══ Source text

<center>
    <h1>AIVCUDL</h1>
    <hr><h2>Automatic Image & Video Colourisation Using Deep Learning</h2><hr>
</center>

In [1]:
# Imports
import tensorflow as tf
import keras
from keras.engine import Layer
from keras.applications.inception_resnet_v2 import preprocess_input, InceptionResNetV2
from keras.preprocessing import image
from keras.preprocessing.image import ImageDataGenerator, array_to_img, img_to_array, load_img
from keras.layers import Conv2D, UpSampling2D, InputLayer, Input, Reshape, merge, concatenate, Activation, Dense, Dropout, Flatten
from keras.layers.core import RepeatVector, Permute
from keras.models import Sequential, Model, load_model
from skimage.color import rgb2lab, lab2rgb, rgb2gray, gray2rgb
from skimage.transform import resize
from skimage.io import imsave
import numpy as np
import os
import cv2
import random

  from ._conv import register_converters as _register_converters
Using TensorFlow backend.
  not cbook.is_string_like(colors[0]):


In [2]:
# Load inception weights
inception = InceptionResNetV2(weights='imagenet', include_top=True)
inception.graph = tf.get_default_graph()

In [3]:
def resize_training_data (image):
    desired_size = 256
    im = cv2.imread(image)
    old_size = im.shape[:2]
    ratio = float(desired_size)/max(old_size)
    new_size = tuple([int(x*ratio) for x in old_size])
    im = cv2.resize(im, (new_size[1], new_size[0]))
    del_w = desired_size - new_size[1]
    del_h = desired_size - new_size[0]
    top, bottom = del_h//2, del_h-(del_h//2)
    left, right = del_w//2, del_w-(del_w//2)
    color = [0, 0, 0]
    new_im = cv2.copyMakeBorder(im, top, bottom, left, right, cv2.BORDER_CONSTANT,
    value=color)
    return new_im

# Write images
i = 0
for filename in os.listdir('test_images/Train4.1/'):
    if (i<2000):
        resized_im = resize_training_data('test_images/Train4.1/'+filename)
        #os.remove('test_images/Train4.1/'+filename)
        cv2.imwrite('dataset/temp_dataset/'+filename, resized_im)
        i = i + 1
    

In [None]:
# Deleting images from dataset

for filename in os.listdir('dataset/new_dataset/'):
    if (i<2000):
        os.remove('dataset/new_dataset/'+filename)
        i = i + 1
        
print("Images Deleted")

In [3]:
# Get images

X = []
i = 0
for filename in os.listdir('dataset/new_dataset/'):
    if (i<2000):
        X.append(img_to_array(load_img('dataset/new_dataset/'+filename)))
        os.remove('dataset/new_dataset/'+filename)
        i = i + 1
    
X = np.array(X, dtype=float)
Xtrain = 1.0/255*X
print("Loaded", X.shape[0], "images of resolution", X.shape[1],"x", X.shape[2])

Loaded 2000 images of resolution 256 x 256


In [4]:
embed_input = Input(shape=(1000,))

════
══ Record set

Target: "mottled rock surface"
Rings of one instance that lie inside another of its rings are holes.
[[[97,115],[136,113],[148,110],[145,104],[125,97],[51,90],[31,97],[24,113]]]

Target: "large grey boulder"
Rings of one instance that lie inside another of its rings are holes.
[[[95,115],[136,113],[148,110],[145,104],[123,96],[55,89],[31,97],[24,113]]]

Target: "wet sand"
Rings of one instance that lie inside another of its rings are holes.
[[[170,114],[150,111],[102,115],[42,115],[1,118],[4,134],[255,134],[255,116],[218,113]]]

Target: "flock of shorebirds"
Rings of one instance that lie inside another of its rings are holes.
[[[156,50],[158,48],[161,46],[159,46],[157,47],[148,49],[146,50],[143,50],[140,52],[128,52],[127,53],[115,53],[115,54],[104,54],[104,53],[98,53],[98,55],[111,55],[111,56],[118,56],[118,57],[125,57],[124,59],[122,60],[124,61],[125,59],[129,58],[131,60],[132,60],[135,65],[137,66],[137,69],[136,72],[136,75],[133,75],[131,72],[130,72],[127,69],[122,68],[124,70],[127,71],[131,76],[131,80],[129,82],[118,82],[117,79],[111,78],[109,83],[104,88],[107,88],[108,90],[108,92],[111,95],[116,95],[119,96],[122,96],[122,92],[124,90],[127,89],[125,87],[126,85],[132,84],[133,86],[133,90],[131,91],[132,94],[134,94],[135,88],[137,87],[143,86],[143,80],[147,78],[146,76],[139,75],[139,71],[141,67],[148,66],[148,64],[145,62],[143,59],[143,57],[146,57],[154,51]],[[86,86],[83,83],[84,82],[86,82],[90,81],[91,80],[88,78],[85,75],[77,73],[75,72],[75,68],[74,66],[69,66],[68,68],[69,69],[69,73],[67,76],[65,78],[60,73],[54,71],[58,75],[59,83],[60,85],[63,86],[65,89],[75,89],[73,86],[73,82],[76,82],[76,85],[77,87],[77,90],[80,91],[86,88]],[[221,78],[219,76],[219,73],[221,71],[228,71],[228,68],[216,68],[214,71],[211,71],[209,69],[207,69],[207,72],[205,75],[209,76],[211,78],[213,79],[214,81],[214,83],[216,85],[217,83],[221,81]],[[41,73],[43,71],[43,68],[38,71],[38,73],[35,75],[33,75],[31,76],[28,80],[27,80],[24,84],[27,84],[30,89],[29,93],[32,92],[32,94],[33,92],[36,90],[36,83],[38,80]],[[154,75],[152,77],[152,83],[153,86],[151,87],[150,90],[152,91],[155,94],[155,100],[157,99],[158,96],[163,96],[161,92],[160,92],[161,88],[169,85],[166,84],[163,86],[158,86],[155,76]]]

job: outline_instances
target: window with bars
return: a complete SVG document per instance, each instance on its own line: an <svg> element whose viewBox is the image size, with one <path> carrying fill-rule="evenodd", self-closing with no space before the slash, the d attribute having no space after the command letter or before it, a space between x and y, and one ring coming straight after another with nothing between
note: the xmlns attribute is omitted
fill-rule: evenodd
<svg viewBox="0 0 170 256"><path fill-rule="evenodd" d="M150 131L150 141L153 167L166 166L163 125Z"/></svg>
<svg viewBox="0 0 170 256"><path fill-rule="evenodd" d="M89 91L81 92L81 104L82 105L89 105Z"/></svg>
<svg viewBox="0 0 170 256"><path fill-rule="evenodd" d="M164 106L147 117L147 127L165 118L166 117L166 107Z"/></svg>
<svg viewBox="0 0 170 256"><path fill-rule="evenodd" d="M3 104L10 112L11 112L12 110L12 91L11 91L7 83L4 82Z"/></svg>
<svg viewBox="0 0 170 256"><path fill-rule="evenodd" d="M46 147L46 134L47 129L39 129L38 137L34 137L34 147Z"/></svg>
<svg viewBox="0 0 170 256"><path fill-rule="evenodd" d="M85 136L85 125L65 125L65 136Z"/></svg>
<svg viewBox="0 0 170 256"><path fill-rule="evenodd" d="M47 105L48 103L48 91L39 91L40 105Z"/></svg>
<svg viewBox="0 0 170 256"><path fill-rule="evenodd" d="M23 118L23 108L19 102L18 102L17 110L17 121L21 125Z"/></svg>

════

Requirements:
1. According to the source text, how many images were loaded, and at what resolution?
2. Print the source text starting at "im = cv2.resize(im, (new_size[1], new_size[0]))" and ending at "value=color)".

Answers for the tasks:
1. 2000 images at 256 x 256.

2.
im = cv2.resize(im, (new_size[1], new_size[0]))
    del_w = desired_size - new_size[1]
    del_h = desired_size - new_size[0]
    top, bottom = del_h//2, del_h-(del_h//2)
    left, right = del_w//2, del_w-(del_w//2)
    color = [0, 0, 0]
    new_im = cv2.copyMakeBorder(im, top, bottom, left, right, cv2.BORDER_CONSTANT,
    value=color)